*Données d'entrée*.
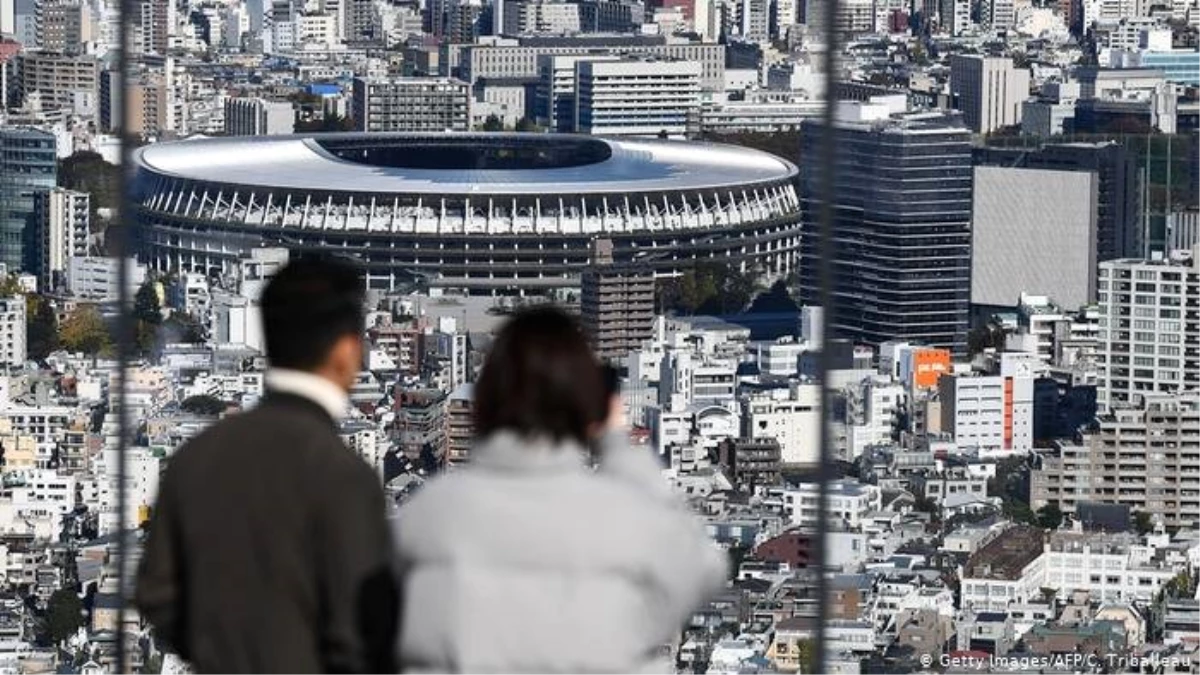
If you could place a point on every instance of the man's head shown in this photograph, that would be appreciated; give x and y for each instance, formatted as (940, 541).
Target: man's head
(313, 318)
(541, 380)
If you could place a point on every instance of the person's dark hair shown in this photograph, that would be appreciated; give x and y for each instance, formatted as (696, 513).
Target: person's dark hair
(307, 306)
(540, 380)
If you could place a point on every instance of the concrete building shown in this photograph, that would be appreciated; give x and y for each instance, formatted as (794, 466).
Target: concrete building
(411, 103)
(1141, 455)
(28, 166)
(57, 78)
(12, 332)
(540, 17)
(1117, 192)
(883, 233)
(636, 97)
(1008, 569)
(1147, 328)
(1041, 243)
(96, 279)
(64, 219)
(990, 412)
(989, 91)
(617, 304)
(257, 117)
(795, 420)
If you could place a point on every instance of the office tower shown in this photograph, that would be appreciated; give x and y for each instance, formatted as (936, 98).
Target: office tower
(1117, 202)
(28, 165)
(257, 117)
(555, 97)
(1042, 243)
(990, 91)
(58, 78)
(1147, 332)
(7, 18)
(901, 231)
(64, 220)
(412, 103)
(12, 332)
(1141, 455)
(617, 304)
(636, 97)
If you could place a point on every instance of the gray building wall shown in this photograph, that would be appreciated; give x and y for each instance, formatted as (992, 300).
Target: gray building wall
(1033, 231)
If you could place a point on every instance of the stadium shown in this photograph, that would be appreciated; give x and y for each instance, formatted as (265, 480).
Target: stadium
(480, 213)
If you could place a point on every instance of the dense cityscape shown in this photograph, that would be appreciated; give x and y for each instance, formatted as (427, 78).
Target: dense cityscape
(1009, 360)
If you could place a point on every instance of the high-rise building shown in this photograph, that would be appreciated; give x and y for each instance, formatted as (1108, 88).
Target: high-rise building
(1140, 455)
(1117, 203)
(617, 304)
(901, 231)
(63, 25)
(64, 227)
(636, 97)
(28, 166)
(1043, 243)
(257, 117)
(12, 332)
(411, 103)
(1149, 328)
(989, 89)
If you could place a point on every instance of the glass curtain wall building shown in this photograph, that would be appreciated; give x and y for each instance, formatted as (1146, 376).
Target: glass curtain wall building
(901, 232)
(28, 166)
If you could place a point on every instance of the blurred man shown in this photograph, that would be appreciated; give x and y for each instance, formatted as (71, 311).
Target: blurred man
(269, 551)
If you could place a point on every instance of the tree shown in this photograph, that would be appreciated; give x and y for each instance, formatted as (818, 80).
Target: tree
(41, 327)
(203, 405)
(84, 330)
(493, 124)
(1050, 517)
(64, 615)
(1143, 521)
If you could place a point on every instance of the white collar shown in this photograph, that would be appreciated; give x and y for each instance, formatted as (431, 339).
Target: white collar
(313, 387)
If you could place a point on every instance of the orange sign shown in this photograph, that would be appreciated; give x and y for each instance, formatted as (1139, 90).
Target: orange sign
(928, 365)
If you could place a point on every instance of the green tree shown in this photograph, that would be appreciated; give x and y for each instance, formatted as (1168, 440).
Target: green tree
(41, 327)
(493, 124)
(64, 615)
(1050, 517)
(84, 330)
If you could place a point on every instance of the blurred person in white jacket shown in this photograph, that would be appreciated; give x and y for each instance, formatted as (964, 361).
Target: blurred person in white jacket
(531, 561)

*Énoncé*. Mettez à l'échelle les lignes en commençant à celle qui contient « as (265, 480). » et en vous arrêtant après celle qui contient « (1009, 360) ». Recopiez intégralement ces lignes en multipliant par 2,2 les coordonnées des points relevés, mais pas celles des modèles de format, puis arrondissez à l'entier, demis vers le haut.

*Résultat*.
If you could place a point on every instance of the stadium shown in this photograph, that would be appreciated; give x and y for each instance, formatted as (265, 480).
Target: stadium
(1056, 469)
If you could place a point on every instance of the dense cityscape shown in this photograph, that would be appreciated; give x and y for each instance, formatted as (427, 78).
Target: dense cityscape
(2220, 792)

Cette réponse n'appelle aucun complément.